Records contained in a dataset
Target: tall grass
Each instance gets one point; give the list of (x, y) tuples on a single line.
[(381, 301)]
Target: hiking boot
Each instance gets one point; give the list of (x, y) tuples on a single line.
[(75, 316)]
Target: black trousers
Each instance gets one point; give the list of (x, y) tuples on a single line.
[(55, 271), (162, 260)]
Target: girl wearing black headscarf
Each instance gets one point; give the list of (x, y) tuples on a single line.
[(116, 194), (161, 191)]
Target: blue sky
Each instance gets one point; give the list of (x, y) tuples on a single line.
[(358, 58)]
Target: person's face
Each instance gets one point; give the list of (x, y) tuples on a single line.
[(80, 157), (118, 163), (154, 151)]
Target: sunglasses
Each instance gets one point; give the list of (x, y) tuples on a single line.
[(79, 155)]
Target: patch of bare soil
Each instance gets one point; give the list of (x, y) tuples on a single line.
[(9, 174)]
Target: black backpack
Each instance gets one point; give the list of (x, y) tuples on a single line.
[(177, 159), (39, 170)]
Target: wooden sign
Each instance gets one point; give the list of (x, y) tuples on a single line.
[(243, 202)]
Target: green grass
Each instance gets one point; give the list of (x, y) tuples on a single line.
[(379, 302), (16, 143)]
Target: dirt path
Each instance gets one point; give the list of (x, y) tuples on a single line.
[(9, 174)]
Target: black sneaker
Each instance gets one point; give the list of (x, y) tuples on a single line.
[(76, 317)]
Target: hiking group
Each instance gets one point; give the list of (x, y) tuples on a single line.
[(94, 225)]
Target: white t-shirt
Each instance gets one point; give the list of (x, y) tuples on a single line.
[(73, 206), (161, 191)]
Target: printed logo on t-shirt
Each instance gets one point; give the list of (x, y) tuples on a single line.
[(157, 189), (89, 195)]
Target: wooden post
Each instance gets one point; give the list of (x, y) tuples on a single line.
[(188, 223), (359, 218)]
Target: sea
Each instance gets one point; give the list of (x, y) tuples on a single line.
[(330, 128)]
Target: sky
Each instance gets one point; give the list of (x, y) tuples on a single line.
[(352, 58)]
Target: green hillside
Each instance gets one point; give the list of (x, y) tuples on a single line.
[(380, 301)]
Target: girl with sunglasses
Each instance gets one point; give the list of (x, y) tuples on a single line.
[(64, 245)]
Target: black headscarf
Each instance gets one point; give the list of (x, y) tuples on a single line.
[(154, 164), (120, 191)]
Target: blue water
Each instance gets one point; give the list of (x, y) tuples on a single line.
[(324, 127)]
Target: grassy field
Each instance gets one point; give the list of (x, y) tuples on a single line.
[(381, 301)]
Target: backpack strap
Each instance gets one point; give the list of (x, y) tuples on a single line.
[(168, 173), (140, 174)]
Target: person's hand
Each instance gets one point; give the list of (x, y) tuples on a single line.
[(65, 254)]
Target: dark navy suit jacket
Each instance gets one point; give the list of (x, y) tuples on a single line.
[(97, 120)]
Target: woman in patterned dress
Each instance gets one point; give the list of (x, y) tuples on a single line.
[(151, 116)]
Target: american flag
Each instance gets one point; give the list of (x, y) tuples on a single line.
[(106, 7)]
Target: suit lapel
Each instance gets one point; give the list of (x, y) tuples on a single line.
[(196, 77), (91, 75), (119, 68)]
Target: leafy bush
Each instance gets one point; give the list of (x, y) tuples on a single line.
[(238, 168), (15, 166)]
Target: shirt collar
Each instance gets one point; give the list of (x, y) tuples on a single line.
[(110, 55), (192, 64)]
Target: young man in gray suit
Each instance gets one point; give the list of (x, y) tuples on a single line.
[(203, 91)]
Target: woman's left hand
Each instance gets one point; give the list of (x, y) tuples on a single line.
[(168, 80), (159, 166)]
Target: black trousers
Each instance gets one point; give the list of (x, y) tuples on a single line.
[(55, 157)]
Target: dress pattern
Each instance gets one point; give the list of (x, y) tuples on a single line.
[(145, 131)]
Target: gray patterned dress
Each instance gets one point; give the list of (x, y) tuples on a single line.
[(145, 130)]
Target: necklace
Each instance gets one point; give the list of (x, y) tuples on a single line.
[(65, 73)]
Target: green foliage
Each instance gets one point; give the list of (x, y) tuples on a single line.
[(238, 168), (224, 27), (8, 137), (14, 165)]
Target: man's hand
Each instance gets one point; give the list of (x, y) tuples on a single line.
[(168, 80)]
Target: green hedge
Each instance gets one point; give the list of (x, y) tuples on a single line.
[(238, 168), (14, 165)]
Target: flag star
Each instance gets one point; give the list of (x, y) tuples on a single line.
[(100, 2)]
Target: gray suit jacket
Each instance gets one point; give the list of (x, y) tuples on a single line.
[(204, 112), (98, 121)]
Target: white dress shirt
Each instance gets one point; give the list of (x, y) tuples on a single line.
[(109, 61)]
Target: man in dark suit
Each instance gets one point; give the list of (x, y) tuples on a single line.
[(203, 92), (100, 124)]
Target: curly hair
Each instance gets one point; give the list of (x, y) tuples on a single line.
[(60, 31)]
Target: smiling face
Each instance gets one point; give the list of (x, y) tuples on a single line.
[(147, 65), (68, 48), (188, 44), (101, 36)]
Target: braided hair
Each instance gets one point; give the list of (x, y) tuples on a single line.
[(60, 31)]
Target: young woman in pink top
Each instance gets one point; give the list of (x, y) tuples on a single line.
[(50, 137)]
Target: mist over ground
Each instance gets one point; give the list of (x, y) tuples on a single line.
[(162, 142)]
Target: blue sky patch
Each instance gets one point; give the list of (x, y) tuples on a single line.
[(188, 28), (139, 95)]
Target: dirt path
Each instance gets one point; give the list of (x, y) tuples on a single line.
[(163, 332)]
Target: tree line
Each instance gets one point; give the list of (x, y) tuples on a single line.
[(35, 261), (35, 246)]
...
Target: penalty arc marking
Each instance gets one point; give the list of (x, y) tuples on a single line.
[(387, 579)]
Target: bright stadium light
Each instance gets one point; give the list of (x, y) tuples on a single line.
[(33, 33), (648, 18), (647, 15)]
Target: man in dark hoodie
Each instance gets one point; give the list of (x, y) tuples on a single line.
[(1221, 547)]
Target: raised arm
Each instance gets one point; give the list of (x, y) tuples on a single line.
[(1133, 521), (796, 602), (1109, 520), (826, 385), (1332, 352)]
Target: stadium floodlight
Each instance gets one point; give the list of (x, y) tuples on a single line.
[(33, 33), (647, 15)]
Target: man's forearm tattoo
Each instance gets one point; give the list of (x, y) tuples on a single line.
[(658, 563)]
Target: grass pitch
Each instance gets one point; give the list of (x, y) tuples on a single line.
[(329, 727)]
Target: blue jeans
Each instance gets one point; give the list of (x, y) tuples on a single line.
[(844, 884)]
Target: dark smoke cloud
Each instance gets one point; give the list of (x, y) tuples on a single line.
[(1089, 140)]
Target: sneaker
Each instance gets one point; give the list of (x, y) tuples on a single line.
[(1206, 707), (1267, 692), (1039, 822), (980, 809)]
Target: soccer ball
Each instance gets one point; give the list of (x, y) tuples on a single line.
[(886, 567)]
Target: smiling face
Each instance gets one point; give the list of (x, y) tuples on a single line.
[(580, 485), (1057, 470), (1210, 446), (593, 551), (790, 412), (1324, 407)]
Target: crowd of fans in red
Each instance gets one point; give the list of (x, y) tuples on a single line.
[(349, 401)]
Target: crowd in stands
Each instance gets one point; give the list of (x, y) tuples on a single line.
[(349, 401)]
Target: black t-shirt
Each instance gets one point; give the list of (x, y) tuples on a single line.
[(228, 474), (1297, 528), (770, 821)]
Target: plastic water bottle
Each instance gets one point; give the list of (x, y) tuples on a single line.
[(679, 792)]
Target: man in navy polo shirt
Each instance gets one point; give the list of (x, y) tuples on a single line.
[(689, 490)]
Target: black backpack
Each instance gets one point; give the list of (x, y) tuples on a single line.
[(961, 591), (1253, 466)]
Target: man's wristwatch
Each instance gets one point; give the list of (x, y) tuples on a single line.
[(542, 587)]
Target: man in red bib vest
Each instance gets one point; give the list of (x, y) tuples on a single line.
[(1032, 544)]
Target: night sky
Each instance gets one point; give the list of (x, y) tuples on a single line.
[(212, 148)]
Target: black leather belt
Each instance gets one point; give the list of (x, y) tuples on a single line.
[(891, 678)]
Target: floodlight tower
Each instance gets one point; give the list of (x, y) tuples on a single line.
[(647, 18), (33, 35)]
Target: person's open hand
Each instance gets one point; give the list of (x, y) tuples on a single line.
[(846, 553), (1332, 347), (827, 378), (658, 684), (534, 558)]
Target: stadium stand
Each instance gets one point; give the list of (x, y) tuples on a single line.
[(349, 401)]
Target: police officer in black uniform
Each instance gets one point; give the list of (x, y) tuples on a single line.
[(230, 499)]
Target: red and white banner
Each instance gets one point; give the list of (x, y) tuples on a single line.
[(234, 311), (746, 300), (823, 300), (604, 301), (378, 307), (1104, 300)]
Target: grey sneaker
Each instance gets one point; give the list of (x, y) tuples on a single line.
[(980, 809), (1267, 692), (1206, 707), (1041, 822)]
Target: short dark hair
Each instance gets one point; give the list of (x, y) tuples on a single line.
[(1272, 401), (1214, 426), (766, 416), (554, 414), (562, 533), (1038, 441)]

◆ PROBLEM DETAILS
Write out, line for line and unchanged, the stretch of entries from the line containing "Target: black t-shirt" through the line containing "[(891, 678)]", both included.

◆ ANSWER
Target: black t-shirt
Each instance gets one point; give the list of (x, y) tuples on a single line.
[(228, 474), (1297, 528), (770, 821)]
Target: plastic water bottle
Each instance gets one point; give the list of (x, y) tuples on a single line.
[(679, 792)]
Target: man in navy polo shirt
Each instance gets one point; give the list of (x, y) tuples on a single line.
[(689, 490)]
Target: black backpack
Each instance gets one point; give the list of (x, y) tuples on a single line.
[(961, 591), (1253, 466)]
Target: man's wristwatch
Each instance gets one point; give the list of (x, y) tuples on a single line.
[(542, 587)]
Target: man in red bib vest
Each instance gets one point; give the list of (x, y) tuples on a single line.
[(1032, 544)]
Target: night sky
Each instance gets one point; give the list of (x, y) tuples on a single line.
[(212, 148)]
Target: black leather belt
Each instance gets one point; give the list of (x, y) tuples on a single line.
[(891, 678)]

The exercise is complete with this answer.